--- START PROVIDED ENTRIES ---

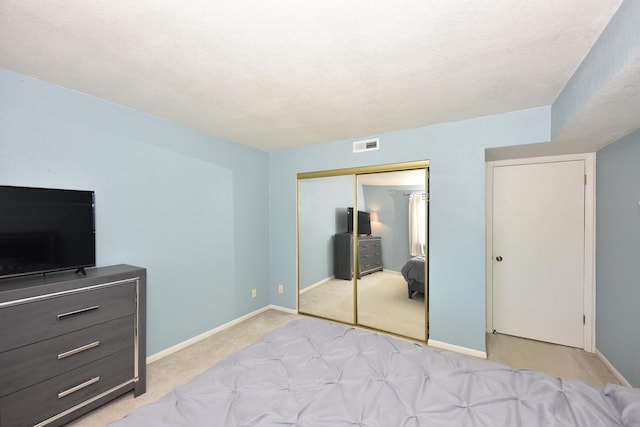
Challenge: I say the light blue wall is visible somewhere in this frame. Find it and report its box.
[596,130,640,387]
[269,107,550,351]
[364,185,424,272]
[551,0,640,138]
[0,70,270,355]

--- END PROVIDED ENTRIES ---

TASK DETAILS. Output the rows above as a Markdown table with two columns, Number and Line. Leave out blank lines and pictures.

RESULT.
| Number | Line |
|---|---|
| 1 | Challenge: I say the light blue wall is visible somewhere in this frame. Find it and report its box. |
| 2 | [596,130,640,387] |
| 3 | [269,107,550,351] |
| 4 | [364,185,424,272] |
| 5 | [551,0,640,138] |
| 6 | [0,70,270,355] |